#### Quoted text:
══════════════════════════════

Cricketer Of The Year
It's puerile.

People are literally jumping over their grandmother for cash.

But hey, it's in keeping with the nonsense that is T20 internationals. And the fact that anyone buys Tui suggests their marketing is working.
 

SteveNZ

Cricketer Of The Year
Anyway, see ya later West Indies - you were awful. Hope you at least produced some results off-field, although it would be a sad state of affairs if our women resorted to sleeping with the Windies C team, who can't bat bowl field or even swagger decently anymore.
 

Howsie

International Captain
Forget somebody being seriously hurt for a second, I’m waiting for the day where somebody bumps the wrong person out of the way, or knocks the wrong persons kid over and gets their ass whopped. Would be a good look on live tv when they cut back to show the muppet who dropped the latest catch who is now getting his head punched in.
 

TheBrand

First Class Debutant
Seems weird though, never remember this problem last time they ran it during the World Cup. But I wonder if they shouldn't do it through the T20Is? The ODIs definitely have less chances etc.
 

straw man

Hall of Fame Member
I don't want to infuriate the "wahh fun police" crowd too much, but surely something needs to change. Maybe designated zones for Catch-A-Millioners and other zones for people who'd rather not have unco drunks landing on them?

══════════════════════════════

#### Written instruction 1:
Answer from the cricket forum thread:
(a) Which beer brand does the thread name?
(b) Which team is told "see ya later"?
(c) Who does one post propose giving designated zones to?
#### Written instruction 2:
List every username that appears in the cricket forum thread.
#### Written instruction 3:
Write the next post in the cricket forum thread, picking up after the last one.
The items that come after this have nothing to do with the cricket forum thread.

══════════════════════════════

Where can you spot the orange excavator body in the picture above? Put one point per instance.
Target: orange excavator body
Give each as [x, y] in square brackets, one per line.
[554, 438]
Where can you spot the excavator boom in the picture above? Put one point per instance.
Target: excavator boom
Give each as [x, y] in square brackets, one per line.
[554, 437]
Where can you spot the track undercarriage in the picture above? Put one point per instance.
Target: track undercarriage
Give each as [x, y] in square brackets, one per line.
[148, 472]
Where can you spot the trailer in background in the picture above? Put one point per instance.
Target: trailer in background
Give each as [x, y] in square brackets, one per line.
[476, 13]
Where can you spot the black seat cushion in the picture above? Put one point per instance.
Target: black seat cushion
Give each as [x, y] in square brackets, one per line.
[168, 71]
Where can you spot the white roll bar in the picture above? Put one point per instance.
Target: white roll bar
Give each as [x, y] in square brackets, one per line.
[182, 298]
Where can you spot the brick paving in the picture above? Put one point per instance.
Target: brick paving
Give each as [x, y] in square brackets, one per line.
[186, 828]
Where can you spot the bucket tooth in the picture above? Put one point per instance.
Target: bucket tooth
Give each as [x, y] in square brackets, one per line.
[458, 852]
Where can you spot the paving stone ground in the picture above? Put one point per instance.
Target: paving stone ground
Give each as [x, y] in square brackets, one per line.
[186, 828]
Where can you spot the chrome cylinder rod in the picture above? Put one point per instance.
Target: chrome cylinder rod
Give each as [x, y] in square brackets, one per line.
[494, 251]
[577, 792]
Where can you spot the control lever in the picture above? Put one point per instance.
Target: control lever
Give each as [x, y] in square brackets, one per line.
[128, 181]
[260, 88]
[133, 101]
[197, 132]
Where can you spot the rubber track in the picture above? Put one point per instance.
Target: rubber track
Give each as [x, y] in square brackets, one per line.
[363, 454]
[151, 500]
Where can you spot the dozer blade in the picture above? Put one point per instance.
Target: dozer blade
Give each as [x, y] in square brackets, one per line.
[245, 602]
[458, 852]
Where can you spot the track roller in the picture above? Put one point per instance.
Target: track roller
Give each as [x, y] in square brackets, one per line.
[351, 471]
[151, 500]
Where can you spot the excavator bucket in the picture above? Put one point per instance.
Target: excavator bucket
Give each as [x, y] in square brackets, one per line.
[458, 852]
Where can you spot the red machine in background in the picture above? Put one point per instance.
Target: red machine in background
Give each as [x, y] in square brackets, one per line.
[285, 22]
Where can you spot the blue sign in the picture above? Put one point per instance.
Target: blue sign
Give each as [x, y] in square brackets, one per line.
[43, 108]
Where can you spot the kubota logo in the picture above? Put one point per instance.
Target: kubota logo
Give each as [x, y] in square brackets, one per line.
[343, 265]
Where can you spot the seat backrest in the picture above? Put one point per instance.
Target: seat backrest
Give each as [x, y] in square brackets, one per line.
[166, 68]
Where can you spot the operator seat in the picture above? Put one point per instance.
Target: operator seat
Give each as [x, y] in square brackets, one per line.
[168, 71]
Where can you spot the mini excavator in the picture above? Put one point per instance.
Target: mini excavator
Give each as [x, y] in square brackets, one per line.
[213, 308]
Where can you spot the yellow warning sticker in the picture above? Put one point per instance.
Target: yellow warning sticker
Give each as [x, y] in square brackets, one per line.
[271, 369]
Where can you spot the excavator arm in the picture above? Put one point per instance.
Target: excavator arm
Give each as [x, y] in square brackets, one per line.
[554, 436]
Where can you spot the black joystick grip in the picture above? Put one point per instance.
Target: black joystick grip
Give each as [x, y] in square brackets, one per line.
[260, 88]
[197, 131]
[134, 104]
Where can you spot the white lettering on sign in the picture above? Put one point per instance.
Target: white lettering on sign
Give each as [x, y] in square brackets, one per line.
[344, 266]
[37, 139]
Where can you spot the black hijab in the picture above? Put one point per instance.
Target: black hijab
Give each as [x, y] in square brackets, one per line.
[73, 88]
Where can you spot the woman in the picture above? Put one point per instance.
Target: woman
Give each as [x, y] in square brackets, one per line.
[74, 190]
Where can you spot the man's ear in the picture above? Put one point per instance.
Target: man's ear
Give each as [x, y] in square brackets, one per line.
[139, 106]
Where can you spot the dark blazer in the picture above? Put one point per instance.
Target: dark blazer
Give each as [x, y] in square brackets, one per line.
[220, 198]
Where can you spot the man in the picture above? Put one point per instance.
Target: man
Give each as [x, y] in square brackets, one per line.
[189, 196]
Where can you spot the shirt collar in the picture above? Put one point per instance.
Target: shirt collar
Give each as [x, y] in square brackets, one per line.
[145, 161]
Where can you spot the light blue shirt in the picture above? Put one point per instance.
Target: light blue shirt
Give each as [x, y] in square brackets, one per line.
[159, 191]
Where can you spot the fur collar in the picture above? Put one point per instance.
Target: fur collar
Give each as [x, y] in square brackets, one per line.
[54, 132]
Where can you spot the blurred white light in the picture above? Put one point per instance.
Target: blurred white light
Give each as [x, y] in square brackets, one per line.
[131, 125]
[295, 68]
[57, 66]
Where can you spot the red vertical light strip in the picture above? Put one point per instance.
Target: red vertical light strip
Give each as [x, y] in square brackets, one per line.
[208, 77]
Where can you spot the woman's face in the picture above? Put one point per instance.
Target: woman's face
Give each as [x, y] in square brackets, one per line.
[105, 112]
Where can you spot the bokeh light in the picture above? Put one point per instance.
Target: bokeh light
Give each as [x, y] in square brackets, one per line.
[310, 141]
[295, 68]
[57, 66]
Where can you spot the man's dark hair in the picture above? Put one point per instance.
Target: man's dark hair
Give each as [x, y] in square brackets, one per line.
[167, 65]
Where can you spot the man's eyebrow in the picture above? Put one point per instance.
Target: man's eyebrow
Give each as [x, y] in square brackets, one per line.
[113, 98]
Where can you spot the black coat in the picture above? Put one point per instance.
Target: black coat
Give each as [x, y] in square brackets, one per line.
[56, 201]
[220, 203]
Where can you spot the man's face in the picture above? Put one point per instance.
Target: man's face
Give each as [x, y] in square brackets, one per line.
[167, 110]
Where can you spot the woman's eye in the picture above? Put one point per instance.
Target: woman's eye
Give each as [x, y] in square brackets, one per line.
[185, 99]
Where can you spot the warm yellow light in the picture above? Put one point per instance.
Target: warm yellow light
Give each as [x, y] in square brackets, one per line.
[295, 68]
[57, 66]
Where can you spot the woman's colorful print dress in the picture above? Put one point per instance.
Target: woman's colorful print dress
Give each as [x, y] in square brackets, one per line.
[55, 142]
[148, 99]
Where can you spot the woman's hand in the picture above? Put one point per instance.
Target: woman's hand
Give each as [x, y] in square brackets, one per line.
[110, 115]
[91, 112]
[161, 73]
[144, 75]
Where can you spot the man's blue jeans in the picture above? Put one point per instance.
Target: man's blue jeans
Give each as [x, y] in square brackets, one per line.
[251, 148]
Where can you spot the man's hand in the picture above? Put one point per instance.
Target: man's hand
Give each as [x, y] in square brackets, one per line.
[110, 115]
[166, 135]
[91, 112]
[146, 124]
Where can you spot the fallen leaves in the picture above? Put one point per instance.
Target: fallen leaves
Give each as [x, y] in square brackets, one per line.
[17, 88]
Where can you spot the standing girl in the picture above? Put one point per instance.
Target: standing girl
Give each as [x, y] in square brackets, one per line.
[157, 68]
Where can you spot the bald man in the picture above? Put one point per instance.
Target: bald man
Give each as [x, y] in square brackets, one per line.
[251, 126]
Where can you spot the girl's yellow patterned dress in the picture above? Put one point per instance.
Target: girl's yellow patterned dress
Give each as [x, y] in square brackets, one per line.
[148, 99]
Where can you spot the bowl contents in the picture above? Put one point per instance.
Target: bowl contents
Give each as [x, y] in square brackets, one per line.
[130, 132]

══════════════════════════════

#### Expected answer 1:
(a) Tui
(b) West Indies
(c) Catch-A-Millioners

#### Expected answer 2:
SteveNZ
Howsie
TheBrand
straw man

#### Expected answer 3:
What's funnier than five orange idiots trying to catch a cricket ball one handed while holding a beer? ONE HUNDRED orange idiots packed together trying to catch a cricket ball one handed while holding a beer.

I see this has also been suggested here: Catch-A-Million should be banned before someone gets seriously hurt
 

SteveNZ

Cricketer Of The Year
Seems weird though, never remember this problem last time they ran it during the World Cup. But I wonder if they shouldn't do it through the T20Is? The ODIs definitely have less chances etc.
Was that because the stadiums were generally seated - Eden Park, Cake Tin etc? Spose there might've been some horsing around at Hagley, Hamilton etc but yeah few less sixes as well.

Honestly, if some half-skunked idiot jumped across me and onto my family - like Howsie said - they'll cut back to the guy and I'll be punching his lights out. Seriously. I had originally planned to take my 3 year old last night but didn't because of the weather looking ominous. The idea that I can't because ****wits in orange shirts are going to go flying across us with no other thought than nailing 50k is putrid. Put them in their own area. Or **** can the whole thing because it's a silly sideshow to the cricket which is apparently why we're there or watching it, because T20s internationals are somehow relevant.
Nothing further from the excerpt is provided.